**Consigne**
Relevez chacune des lignes ci-dessous qui contiennent le mot « frame », en tenant compte de la casse.

---------- Données fournies ----------

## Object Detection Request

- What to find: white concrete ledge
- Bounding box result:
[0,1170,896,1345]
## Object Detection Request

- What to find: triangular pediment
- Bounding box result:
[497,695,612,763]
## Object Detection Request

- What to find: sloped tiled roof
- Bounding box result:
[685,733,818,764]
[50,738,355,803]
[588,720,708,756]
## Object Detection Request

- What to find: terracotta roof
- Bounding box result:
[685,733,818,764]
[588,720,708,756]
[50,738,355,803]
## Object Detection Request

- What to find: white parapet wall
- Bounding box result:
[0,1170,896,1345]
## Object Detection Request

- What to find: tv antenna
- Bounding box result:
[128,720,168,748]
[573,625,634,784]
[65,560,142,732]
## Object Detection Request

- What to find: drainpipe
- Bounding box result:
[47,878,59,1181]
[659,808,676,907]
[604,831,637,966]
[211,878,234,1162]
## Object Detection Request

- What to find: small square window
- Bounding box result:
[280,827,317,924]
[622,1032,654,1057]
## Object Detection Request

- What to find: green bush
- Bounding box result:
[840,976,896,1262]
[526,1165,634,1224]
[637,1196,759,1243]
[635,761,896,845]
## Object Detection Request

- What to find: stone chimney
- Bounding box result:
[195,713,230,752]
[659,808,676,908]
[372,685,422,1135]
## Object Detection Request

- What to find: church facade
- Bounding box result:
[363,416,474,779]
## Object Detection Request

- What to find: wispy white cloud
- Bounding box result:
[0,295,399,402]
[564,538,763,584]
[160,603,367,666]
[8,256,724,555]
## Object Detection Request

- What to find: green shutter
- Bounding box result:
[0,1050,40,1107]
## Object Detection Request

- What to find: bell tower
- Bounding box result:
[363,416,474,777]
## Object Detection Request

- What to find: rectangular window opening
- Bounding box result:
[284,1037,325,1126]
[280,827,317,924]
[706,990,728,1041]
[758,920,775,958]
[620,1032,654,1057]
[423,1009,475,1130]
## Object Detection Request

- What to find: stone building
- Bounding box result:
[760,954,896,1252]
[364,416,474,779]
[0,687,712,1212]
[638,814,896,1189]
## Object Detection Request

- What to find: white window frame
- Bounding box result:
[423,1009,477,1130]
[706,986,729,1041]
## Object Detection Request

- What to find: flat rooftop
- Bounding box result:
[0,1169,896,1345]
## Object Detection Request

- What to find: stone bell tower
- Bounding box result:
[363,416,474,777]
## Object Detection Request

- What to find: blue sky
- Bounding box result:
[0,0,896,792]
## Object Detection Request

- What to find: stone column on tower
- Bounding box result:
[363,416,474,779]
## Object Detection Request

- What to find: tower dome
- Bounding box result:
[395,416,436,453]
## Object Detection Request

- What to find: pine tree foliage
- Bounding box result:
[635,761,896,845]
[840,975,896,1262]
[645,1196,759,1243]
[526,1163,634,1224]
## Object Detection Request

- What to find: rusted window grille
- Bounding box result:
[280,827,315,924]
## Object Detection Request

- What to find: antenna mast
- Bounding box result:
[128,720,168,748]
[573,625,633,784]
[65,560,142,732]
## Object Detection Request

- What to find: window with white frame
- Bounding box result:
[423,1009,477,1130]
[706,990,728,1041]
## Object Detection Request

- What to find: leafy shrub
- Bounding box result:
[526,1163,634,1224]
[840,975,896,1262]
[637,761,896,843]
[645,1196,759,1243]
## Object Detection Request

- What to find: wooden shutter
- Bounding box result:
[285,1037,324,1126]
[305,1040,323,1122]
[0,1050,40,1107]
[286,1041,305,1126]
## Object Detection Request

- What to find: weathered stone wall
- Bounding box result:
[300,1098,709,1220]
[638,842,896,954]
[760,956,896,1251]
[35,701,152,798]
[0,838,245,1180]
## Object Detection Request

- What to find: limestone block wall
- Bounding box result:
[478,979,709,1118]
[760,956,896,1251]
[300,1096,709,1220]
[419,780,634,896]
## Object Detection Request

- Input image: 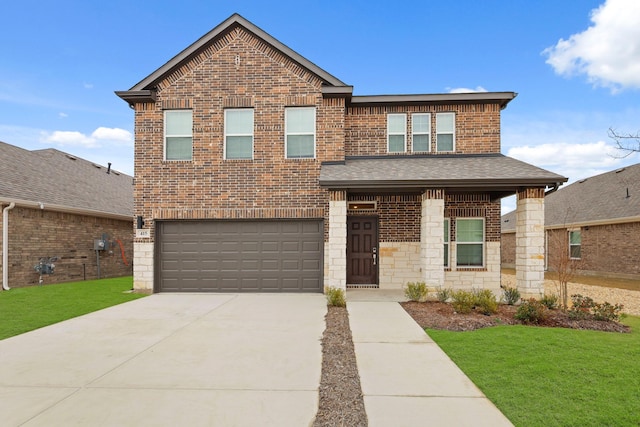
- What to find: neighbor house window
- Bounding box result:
[411,113,431,152]
[436,113,456,151]
[569,230,582,259]
[164,110,193,160]
[224,108,253,160]
[284,107,316,159]
[456,218,484,267]
[387,114,407,153]
[444,218,450,267]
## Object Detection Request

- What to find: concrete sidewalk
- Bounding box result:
[0,294,326,426]
[347,291,512,427]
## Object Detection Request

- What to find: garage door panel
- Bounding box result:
[156,220,324,292]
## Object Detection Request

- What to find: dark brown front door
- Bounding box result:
[347,216,379,285]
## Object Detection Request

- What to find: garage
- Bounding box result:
[156,220,324,292]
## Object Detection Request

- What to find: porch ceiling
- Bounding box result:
[319,154,567,197]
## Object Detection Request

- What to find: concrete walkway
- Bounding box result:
[347,290,512,427]
[0,294,326,427]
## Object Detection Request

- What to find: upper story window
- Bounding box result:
[456,218,484,267]
[411,113,431,152]
[436,113,456,152]
[387,114,407,153]
[164,110,193,160]
[224,108,253,160]
[569,230,582,259]
[284,107,316,159]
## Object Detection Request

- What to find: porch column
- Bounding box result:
[420,190,444,287]
[325,191,347,291]
[516,188,544,298]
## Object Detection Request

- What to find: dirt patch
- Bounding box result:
[400,301,631,332]
[313,306,367,427]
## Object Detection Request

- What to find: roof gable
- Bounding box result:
[116,13,352,103]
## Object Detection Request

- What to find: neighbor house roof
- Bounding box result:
[320,154,567,197]
[0,142,133,219]
[502,163,640,232]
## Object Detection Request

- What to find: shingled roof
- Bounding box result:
[0,142,133,219]
[502,163,640,232]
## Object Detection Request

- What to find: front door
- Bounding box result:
[347,216,379,285]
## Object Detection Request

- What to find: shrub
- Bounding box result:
[540,294,558,310]
[451,291,476,314]
[436,288,453,302]
[513,298,546,324]
[324,287,347,307]
[502,287,520,305]
[404,282,429,301]
[474,289,498,316]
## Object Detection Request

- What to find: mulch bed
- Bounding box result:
[313,306,367,427]
[400,301,631,332]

----------

**Résultat**
- What to find: white window frame
- What to find: window with white frame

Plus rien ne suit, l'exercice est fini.